_Exercise_
Your answer should consist of the listing, repeated exactly.
════
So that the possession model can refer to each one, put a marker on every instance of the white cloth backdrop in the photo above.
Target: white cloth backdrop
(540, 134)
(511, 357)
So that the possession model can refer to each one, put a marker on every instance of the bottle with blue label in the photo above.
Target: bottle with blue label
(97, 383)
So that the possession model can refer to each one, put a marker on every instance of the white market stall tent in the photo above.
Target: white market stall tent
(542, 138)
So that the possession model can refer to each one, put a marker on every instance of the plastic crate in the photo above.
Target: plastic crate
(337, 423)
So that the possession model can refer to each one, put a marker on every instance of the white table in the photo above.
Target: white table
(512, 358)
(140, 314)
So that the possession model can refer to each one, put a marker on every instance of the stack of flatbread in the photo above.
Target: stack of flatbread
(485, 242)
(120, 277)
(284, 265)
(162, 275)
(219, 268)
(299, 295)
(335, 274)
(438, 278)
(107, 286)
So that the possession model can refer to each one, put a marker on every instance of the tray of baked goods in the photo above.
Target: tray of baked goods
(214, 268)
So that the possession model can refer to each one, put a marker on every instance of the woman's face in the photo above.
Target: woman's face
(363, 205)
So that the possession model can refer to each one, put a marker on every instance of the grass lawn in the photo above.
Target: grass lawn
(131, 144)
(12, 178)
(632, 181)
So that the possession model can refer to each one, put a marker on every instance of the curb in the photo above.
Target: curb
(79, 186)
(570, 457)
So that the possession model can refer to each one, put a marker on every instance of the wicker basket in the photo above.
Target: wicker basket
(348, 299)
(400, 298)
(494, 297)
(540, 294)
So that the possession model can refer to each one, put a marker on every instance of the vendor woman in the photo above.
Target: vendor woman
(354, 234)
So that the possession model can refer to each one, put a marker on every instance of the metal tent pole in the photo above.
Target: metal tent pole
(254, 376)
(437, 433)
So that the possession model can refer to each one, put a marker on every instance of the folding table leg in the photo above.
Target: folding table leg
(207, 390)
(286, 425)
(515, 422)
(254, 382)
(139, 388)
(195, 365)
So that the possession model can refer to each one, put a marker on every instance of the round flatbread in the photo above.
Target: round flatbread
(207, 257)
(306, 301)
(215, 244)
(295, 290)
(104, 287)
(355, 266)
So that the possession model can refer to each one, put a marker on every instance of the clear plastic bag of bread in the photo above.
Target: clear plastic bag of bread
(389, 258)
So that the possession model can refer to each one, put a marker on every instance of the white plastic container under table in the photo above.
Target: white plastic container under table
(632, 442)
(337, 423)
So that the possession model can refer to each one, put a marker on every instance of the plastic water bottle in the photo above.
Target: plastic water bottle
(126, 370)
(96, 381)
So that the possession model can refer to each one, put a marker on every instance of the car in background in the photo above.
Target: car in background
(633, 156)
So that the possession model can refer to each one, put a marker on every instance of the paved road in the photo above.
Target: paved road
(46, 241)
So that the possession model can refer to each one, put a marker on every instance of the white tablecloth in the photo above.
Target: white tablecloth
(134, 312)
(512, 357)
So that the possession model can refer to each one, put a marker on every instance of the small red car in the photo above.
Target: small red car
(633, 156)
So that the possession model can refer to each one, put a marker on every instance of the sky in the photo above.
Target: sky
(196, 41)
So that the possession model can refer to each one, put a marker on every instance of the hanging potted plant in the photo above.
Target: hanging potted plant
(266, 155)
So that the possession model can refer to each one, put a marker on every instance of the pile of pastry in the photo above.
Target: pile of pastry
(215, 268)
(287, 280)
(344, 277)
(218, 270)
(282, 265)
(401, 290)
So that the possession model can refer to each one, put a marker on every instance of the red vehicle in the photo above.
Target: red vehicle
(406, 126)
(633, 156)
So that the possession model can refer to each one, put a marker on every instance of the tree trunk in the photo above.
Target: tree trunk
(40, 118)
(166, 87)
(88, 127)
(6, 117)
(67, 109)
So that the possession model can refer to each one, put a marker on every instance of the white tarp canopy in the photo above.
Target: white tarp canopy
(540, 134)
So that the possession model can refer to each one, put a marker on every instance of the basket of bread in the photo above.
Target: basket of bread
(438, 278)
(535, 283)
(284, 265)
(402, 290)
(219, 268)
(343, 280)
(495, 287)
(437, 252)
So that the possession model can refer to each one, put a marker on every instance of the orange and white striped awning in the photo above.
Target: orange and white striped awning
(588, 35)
════
_Expected output_
So that the possession model can refer to each one, put a marker on every instance of the white cloth backdrop in the photo above.
Target: white cloth backdrop
(540, 134)
(511, 357)
So that the possession model can refer to each one, put a marker on every instance of the bottle with blue label in the photo above.
Target: bottle with blue label
(97, 383)
So that the possession model can refer to each one, put a marker on every instance of the white market stall tent in the photo above.
Target: white market stall tent
(542, 138)
So that the possession model can refer to each one, put a marker on every instance of the plastic crate in the photo above.
Target: plastic crate
(337, 423)
So that the possession model can refer to each one, put a marker on every instance of the white table in the photo above.
Target: white table
(512, 358)
(140, 314)
So that the possession model can refer to each one, put a marker on every instance of the stack of flatbread in the photo above.
Target: stack of flatbread
(485, 242)
(120, 277)
(284, 265)
(162, 275)
(219, 268)
(299, 295)
(335, 274)
(438, 278)
(107, 286)
So that the possession model can refer to each one, put a marker on every instance of the tray of baked goods in the photo above.
Target: tray of baked goods
(214, 268)
So that the possession model can refer to each one, put a marker on every instance of the woman's face in the photo above.
Target: woman's face
(363, 205)
So that the possession model can refer to each one, put a marker on every instance of the grass lawn in the photo above.
Target: grass lawn
(131, 144)
(12, 178)
(632, 181)
So that the possession model can refer to each one, put a marker on every instance of the curb in the photo above.
Target: curb
(79, 186)
(570, 457)
So that the possession model can refer to each one, put a marker on every instance of the wicker basket in the photo above.
Target: wicker basket
(348, 299)
(400, 298)
(494, 297)
(540, 294)
So that the possession model can refer to each one, put a marker on every instance of the vendor woman in the photo above.
Target: vendor woman
(354, 234)
So that the possession model can refer to each one, put a marker on every instance of the metal tent pole in the photo above.
Target: metal tent pole
(254, 376)
(437, 433)
So that the possession model can refer to each one, put a marker on every instance of the folding table leg in the photo above.
Target: folding table leg
(207, 390)
(286, 425)
(515, 422)
(254, 382)
(139, 388)
(195, 365)
So that the possession model can refer to each one, put a marker on every instance of the round flatbread in the photo above.
Target: round flatbread
(207, 257)
(306, 301)
(215, 244)
(295, 290)
(104, 287)
(355, 266)
So that the possession model can refer to each one, put a marker on every instance of the clear plastic bag of bread in the photo above.
Target: clear plastic bag of bread
(389, 258)
So that the possession model can refer to each one, put a marker on every instance of the white plastic container under table in the photo above.
Target: white plastic container under table
(632, 442)
(337, 423)
So that the possession model can refer to each one, put a marker on every instance of the plastic water bottle in the photo above.
Target: plastic water bottle
(126, 370)
(96, 381)
So that the possession model can refer to each one, put a marker on every instance of the car in background in the photo above.
Target: car in background
(633, 156)
So that the possession model can refer to each one, put a marker on every instance of the paved road in the photo above.
Target: paved road
(46, 241)
So that the possession model can refer to each one, put a marker on every instance of the white tablecloth in the photo above.
Target: white tablecloth
(134, 312)
(512, 357)
So that the possession model can refer to each one, put a marker on every instance of the small red car in the photo above.
Target: small red car
(633, 156)
So that the possession model can refer to each one, put a marker on every instance of the sky in the photo above.
Target: sky
(196, 41)
So that the possession model can refer to each one, put a marker on every instance of the hanging potted plant in the photo above.
Target: hanging potted plant
(266, 155)
So that the possession model can refer to each one, put a marker on every instance of the pile of pastry in the photo above.
Target: pile of pastry
(215, 268)
(287, 280)
(344, 277)
(218, 270)
(282, 265)
(401, 290)
So that the possession model can refer to each one, put a marker on every instance of the red vehicle in the photo above.
Target: red vehicle
(406, 126)
(633, 156)
So that the possession model can refer to each one, put a marker on every instance of the tree trunk in the photo above.
Target: tree trunk
(40, 118)
(166, 87)
(88, 127)
(6, 117)
(67, 109)
So that the possession model can refer to each one, put a marker on every instance of the white tarp canopy in the photo above.
Target: white tarp canopy
(540, 134)
So that the possession model can refer to each one, put a marker on every instance of the basket of bread in the photo above.
Target: basket of bread
(438, 278)
(535, 283)
(284, 265)
(402, 290)
(219, 268)
(343, 280)
(495, 287)
(437, 252)
So that the possession model can refer to each one, put a marker on every instance of the orange and white striped awning in the photo above.
Target: orange and white striped awning
(588, 35)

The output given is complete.